Wesel: Codingkids tüfteln am Roboter oder Mikrocomputer
Damit gerechnet hätten die beiden vor zwei Jahren nie, müssen sie zugeben. „Aber daran sieht man ja auch, dass der Bedarf da ist“, betont Michael Janßen. Klar, Vereine gibt‘s viele, „aber 95 Prozent sind gefühlt Sportvereine“, sagt er. „Und wir fangen die Kinder ab, die so wie ich sind.“ Da muss er selbst lachen. „Also die, die keine Lust auf Sport haben.“ Wobei sie ja eigentlich auch Sport betreiben, „nur eben Denksport“. Dabei sitzen sie übrigens nicht nur an Notebooks, sondern auch mal am Mikrocomputer oder Roboter... Nee, langweilig wird es bei ihnen wirklich nie!

Ziel 1> Welcher Anteil der Vereine sind laut dem Auszug gefühlt Sportvereine?
Ziel 2> Gib den Absatz aus dem Auszug, der mit „Damit gerechnet hätten“ beginnt, als kurze Stichpunktliste wieder und behalte dabei die wichtigsten Fakten bei.

Erfasste Daten>
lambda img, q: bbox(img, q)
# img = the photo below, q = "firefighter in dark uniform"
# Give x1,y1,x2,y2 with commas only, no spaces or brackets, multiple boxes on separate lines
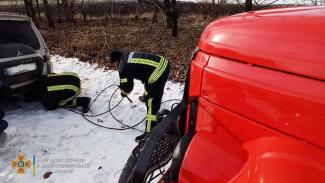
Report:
110,49,170,141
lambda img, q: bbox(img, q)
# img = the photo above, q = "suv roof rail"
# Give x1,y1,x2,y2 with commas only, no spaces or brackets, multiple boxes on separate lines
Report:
0,12,31,21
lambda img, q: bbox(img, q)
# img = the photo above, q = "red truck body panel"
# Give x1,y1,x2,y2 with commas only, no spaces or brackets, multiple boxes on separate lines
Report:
178,7,325,183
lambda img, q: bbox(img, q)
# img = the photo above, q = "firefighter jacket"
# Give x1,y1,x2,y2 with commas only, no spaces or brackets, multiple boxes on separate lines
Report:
118,52,169,95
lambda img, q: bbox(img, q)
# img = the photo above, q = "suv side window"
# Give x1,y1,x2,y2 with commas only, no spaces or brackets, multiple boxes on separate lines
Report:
0,20,41,50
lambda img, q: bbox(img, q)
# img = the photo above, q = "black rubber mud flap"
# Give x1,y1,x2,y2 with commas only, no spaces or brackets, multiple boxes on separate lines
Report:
170,131,195,182
118,101,185,183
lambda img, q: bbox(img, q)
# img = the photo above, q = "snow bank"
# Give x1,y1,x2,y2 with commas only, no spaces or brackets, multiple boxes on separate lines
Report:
0,56,183,183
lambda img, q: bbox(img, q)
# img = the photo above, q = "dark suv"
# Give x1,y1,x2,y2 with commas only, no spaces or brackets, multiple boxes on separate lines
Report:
0,13,52,96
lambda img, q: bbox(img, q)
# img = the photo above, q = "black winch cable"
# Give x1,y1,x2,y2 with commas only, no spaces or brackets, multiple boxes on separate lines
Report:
66,84,181,132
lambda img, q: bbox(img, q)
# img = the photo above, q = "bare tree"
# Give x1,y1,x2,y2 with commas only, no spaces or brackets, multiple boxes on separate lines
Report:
36,0,41,20
56,0,62,23
43,0,54,28
24,0,39,27
139,0,179,37
62,0,75,22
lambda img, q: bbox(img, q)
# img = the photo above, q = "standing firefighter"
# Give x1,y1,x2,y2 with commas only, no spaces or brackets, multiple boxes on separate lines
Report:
110,49,170,141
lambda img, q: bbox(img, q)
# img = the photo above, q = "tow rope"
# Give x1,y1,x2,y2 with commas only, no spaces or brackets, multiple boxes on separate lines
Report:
66,84,181,132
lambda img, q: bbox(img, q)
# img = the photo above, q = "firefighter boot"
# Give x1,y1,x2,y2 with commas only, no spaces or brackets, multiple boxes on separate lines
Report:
139,94,148,103
134,132,149,143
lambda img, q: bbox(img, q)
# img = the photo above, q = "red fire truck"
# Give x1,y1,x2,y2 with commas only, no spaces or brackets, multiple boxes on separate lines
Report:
117,7,325,183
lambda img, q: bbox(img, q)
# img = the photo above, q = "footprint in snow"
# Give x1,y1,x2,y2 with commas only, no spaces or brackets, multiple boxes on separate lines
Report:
94,167,109,183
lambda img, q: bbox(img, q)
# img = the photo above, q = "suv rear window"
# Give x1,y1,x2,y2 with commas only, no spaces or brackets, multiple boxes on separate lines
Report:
0,20,41,50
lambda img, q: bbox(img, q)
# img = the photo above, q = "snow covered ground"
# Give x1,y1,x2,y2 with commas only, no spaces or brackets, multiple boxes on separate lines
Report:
0,56,183,183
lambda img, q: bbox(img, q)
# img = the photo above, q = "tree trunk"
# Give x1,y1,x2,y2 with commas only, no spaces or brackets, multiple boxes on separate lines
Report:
134,2,140,21
171,0,178,37
36,0,41,20
62,0,70,21
24,0,39,27
245,0,253,11
164,0,173,29
43,0,54,28
56,0,62,23
152,6,158,24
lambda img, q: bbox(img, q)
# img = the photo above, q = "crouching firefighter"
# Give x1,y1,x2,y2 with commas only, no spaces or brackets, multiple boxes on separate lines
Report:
110,49,170,142
25,72,91,112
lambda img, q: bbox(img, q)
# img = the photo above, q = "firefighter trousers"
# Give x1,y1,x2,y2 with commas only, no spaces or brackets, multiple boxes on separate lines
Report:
145,64,170,132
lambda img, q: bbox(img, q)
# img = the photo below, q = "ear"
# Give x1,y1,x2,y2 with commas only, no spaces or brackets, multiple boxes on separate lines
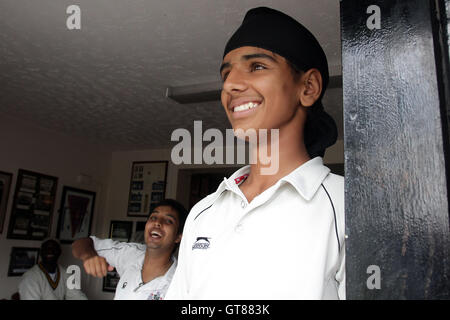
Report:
299,68,322,107
175,233,183,243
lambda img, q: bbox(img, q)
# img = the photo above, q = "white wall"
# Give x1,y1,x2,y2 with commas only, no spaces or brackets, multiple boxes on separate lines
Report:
0,115,344,299
0,114,111,299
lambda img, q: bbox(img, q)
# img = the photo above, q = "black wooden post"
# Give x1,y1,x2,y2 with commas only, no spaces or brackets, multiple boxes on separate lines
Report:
341,0,450,299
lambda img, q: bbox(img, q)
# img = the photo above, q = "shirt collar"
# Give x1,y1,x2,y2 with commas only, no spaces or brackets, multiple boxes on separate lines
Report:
211,157,330,202
280,157,330,201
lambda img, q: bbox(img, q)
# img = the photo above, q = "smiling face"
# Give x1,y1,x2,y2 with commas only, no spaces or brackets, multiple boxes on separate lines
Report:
221,47,306,134
144,206,181,251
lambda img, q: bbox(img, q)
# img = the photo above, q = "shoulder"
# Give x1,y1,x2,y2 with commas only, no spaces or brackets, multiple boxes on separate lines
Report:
186,192,217,222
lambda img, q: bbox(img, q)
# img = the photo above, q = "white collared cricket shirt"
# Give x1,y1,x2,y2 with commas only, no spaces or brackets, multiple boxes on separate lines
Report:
91,236,177,300
166,157,345,300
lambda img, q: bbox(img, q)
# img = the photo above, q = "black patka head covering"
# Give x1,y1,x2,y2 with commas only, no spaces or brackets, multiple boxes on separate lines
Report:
223,7,337,158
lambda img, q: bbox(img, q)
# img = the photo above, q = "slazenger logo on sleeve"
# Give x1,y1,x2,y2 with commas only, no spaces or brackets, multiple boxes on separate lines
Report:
192,237,211,250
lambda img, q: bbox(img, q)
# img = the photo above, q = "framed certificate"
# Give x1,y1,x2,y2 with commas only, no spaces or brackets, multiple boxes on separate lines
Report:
127,161,168,217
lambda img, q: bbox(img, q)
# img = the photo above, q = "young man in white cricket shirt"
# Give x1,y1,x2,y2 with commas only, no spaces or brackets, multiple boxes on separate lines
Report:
72,199,187,300
166,7,345,299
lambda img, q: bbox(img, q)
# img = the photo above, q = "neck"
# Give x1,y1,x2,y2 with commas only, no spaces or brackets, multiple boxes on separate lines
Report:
243,119,310,193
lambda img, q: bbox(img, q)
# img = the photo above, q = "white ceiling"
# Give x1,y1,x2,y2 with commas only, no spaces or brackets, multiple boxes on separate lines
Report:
0,0,342,150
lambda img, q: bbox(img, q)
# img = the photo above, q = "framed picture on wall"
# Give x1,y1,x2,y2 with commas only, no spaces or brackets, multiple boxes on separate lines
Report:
127,161,168,217
109,220,133,242
0,171,12,233
8,247,39,277
7,169,58,240
56,186,95,243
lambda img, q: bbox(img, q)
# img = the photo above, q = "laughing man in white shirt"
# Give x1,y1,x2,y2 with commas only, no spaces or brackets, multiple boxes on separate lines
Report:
72,199,187,300
166,8,345,299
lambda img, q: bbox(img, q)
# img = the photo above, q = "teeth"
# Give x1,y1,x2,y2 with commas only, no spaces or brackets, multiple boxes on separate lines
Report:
233,102,259,112
151,231,161,237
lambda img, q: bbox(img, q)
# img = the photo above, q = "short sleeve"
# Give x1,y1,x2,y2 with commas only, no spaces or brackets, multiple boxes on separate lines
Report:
91,236,145,275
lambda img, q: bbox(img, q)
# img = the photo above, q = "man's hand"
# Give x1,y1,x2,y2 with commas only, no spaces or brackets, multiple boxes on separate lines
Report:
83,255,114,278
72,237,114,278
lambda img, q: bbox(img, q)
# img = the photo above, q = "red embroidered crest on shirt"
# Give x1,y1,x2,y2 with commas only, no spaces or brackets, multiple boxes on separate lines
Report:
234,173,248,184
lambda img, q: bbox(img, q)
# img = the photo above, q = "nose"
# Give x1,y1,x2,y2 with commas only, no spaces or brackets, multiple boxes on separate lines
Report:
223,68,247,94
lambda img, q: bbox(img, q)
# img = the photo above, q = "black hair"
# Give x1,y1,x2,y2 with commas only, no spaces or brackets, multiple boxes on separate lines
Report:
148,199,188,234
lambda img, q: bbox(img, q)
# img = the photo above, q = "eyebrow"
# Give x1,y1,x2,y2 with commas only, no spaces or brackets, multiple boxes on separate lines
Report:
219,53,278,73
150,210,177,220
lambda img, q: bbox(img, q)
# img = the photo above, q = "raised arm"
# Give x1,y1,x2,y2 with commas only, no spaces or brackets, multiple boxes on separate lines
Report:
72,238,114,278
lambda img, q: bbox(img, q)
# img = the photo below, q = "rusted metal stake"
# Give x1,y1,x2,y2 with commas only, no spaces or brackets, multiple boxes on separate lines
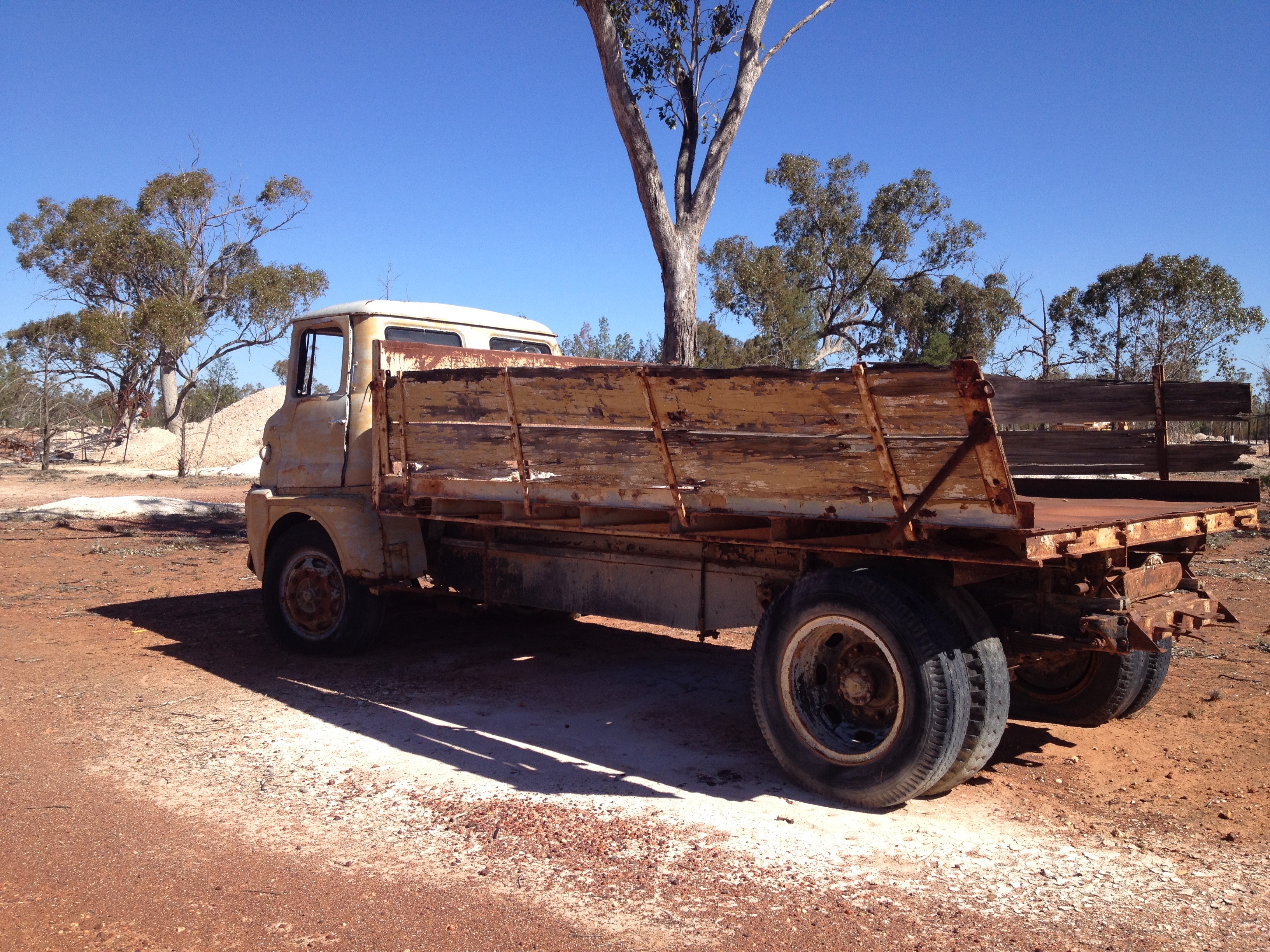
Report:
502,367,533,515
635,367,688,525
1151,363,1168,481
396,373,410,509
851,363,917,542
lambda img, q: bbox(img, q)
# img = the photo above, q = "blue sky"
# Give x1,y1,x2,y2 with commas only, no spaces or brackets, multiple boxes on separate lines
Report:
0,0,1270,382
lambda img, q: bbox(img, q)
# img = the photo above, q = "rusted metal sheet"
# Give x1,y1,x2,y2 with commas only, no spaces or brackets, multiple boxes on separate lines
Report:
1114,562,1182,600
1020,510,1257,561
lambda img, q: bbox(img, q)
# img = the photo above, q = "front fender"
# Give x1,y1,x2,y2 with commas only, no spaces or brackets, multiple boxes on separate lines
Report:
246,489,428,583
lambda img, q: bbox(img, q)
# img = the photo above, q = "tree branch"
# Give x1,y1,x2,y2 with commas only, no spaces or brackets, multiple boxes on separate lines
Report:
760,0,837,70
578,0,681,269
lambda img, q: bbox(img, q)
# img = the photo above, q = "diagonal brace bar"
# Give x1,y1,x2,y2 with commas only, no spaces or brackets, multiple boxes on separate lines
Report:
886,416,997,543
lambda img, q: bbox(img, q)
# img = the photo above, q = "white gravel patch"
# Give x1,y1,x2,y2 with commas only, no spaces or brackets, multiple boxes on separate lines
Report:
8,496,244,519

Lösung 1> 95 Prozent.

Lösung 2>
- Laut Michael Janßen zeigt sich, dass Bedarf besteht.
- Es gibt viele Vereine, gefühlt 95 Prozent davon sind Sportvereine.
- Die Codingkids fangen Kinder ab, die keine Lust auf Sport haben.
- Sie betreiben „Denksport“.
- Gearbeitet wird an Notebooks, aber auch an Mikrocomputern oder Robotern.
- Langweilig wird es nie.